-------- MATERIAL FOR THE TASK

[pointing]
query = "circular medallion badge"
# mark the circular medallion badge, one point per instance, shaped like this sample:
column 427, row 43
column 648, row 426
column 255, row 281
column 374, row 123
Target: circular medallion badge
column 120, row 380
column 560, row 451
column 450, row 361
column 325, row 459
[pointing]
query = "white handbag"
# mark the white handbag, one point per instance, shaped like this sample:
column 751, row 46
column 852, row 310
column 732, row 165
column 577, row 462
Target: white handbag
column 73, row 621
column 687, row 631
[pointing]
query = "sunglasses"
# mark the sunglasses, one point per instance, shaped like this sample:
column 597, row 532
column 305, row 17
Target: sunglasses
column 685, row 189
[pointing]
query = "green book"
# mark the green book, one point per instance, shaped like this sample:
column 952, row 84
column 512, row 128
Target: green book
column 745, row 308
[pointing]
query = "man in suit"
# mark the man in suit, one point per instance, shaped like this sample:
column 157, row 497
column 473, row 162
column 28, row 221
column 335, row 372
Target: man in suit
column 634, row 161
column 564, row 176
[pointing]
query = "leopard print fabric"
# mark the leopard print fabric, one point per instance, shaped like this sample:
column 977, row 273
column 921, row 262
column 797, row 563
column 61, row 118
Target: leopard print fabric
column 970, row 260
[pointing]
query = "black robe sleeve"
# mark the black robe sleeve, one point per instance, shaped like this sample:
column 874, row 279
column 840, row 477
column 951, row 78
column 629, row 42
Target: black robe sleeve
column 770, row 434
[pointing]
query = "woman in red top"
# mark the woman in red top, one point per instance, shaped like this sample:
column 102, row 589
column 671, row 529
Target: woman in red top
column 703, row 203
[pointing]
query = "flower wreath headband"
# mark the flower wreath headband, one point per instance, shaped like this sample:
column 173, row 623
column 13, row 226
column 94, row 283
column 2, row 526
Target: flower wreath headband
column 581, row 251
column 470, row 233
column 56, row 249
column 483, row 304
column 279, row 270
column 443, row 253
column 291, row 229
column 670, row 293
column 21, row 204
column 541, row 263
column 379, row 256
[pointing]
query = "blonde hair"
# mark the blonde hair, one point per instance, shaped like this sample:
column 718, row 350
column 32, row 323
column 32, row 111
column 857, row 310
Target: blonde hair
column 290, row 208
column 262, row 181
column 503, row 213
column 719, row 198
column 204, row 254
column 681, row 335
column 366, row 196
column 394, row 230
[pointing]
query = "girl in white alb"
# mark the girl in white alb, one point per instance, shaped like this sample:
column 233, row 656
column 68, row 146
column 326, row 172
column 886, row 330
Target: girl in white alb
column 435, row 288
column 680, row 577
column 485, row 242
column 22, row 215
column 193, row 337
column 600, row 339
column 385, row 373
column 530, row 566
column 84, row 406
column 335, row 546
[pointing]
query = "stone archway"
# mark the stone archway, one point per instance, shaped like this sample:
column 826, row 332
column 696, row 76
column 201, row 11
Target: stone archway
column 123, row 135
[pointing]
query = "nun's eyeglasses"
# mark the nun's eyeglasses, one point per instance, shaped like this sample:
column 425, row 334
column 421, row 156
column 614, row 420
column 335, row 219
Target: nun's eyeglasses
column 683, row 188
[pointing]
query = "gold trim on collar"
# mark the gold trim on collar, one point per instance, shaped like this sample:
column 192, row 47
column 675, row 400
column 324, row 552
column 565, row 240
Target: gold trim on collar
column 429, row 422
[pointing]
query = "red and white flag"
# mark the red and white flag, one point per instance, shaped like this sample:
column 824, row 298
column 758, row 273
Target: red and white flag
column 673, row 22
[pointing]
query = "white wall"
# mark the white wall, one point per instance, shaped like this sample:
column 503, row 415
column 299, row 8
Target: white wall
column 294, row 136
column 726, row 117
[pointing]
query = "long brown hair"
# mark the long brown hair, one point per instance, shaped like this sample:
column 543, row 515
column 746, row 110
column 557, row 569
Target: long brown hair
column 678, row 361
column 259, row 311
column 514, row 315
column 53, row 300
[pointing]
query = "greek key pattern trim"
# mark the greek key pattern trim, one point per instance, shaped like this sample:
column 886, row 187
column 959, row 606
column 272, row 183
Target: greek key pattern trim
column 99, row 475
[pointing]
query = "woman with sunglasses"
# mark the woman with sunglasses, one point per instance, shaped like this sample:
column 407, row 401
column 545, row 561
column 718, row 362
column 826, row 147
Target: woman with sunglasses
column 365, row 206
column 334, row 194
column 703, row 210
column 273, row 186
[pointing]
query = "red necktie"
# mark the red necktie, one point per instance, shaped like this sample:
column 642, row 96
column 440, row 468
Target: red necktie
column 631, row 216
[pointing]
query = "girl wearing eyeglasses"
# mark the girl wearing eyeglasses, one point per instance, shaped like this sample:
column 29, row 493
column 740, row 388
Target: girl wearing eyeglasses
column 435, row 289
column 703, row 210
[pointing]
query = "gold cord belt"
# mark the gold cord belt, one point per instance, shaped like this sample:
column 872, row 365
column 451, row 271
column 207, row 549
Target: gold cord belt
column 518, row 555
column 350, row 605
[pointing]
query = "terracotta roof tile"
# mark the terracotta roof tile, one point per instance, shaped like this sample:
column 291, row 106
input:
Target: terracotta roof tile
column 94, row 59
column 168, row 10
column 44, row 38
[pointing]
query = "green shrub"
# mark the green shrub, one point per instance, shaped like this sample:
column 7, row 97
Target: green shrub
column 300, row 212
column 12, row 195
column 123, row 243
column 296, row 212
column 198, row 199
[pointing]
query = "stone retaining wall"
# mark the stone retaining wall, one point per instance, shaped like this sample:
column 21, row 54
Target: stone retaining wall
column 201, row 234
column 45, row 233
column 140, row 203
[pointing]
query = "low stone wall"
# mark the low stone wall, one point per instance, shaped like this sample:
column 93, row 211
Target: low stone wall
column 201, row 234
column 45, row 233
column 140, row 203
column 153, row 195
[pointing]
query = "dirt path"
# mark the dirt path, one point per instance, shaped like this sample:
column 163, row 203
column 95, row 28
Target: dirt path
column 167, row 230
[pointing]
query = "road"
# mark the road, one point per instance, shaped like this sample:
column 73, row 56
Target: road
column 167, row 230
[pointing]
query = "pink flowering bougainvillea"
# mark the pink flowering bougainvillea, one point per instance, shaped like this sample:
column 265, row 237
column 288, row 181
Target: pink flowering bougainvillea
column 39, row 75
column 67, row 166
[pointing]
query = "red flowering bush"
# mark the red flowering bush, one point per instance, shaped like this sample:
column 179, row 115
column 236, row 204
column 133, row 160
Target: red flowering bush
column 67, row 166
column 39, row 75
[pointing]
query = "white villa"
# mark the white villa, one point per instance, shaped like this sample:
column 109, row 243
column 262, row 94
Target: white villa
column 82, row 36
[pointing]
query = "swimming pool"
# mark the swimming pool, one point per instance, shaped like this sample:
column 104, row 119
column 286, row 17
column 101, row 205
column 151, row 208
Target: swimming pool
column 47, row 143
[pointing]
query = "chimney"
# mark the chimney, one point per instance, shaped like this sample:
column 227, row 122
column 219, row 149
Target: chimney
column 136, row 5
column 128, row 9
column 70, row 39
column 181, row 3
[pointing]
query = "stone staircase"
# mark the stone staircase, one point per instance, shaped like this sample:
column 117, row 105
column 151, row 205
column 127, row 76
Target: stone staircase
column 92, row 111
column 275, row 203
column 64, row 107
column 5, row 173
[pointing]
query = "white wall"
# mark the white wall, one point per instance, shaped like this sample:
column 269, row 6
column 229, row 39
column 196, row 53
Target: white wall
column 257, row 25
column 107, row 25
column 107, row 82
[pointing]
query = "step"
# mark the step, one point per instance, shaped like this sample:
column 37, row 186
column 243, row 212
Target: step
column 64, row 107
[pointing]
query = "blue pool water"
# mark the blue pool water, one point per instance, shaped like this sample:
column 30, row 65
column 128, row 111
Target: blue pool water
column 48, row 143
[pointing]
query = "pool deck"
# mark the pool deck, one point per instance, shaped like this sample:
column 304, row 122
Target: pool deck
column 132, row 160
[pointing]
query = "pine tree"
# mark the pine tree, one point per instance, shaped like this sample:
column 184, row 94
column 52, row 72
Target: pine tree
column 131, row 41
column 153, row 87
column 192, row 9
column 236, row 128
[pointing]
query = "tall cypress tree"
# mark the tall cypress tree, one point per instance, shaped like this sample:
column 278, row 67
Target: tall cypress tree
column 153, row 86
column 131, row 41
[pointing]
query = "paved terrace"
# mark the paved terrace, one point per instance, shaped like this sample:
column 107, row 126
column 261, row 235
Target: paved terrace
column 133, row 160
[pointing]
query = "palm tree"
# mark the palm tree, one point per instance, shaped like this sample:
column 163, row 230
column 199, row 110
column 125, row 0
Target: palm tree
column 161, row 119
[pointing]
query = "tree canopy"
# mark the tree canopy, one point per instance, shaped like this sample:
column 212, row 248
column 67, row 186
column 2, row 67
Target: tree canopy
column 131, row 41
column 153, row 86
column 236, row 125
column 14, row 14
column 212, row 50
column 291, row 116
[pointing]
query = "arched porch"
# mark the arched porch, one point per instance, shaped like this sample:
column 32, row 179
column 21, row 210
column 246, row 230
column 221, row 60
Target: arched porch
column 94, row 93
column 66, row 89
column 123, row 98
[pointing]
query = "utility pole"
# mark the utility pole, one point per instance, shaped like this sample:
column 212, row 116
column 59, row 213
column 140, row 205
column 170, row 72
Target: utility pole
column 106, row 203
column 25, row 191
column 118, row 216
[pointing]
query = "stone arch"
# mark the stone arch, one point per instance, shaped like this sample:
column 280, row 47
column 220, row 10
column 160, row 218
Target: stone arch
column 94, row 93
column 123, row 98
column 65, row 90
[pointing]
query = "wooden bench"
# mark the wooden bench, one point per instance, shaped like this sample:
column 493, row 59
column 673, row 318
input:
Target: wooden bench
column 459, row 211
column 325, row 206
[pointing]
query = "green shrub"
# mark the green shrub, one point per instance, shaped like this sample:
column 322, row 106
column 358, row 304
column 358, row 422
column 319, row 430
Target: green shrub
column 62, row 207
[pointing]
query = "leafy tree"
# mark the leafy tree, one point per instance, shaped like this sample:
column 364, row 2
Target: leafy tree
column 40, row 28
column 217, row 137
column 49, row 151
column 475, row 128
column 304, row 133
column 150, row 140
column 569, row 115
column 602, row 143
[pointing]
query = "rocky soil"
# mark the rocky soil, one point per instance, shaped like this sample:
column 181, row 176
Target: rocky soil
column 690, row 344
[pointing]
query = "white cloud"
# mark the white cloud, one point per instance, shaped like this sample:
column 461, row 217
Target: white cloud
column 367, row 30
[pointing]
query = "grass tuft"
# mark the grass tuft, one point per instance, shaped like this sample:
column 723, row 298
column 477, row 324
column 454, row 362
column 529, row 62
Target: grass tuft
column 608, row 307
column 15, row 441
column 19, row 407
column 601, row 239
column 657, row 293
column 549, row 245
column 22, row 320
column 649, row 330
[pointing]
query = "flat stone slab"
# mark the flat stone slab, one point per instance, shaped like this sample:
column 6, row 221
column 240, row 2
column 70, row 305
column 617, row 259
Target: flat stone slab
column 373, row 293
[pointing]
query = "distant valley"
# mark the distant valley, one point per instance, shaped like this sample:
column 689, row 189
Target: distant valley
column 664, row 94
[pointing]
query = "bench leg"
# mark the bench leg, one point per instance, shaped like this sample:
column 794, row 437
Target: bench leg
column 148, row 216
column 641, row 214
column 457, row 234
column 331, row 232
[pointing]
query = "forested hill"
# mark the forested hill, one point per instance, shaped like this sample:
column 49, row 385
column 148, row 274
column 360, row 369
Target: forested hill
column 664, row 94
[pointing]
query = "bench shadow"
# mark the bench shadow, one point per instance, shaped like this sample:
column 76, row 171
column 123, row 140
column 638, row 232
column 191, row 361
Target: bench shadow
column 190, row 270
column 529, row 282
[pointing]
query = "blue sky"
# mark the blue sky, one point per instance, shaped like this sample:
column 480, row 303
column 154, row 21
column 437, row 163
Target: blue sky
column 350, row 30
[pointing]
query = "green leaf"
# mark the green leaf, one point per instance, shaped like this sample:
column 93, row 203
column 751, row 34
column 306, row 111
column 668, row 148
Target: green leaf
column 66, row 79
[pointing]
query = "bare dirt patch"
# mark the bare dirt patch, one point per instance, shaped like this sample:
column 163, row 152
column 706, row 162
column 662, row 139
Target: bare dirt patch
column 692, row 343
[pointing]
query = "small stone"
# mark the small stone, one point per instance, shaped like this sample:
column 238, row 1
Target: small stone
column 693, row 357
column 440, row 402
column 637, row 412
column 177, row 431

----------------

■ YOUR OBJECTIVE
Beginning at the top of the records above, transcribe each line exactly up to and including the line that holds "column 335, row 372".

■ REPLY
[pointing]
query = "circular medallion badge"
# mark the circular medallion badge, one point per instance, shaped like this sample:
column 427, row 43
column 648, row 426
column 255, row 281
column 374, row 123
Target: circular medallion badge
column 120, row 380
column 560, row 451
column 450, row 361
column 325, row 459
[pointing]
query = "white handbag"
# mark the white handbag, one point per instance, shaped like this sample:
column 751, row 46
column 852, row 310
column 732, row 165
column 577, row 462
Target: white handbag
column 73, row 621
column 687, row 631
[pointing]
query = "sunglasses"
# mark the sunglasses, one point per instance, shaped like this sample:
column 597, row 532
column 305, row 17
Target: sunglasses
column 685, row 189
[pointing]
query = "green book"
# mark the green book, one point per instance, shaped like this sample:
column 952, row 84
column 512, row 128
Target: green book
column 745, row 308
[pointing]
query = "man in suit"
# mark the man in suit, one point per instance, shaped like this sample:
column 157, row 497
column 473, row 162
column 28, row 221
column 335, row 372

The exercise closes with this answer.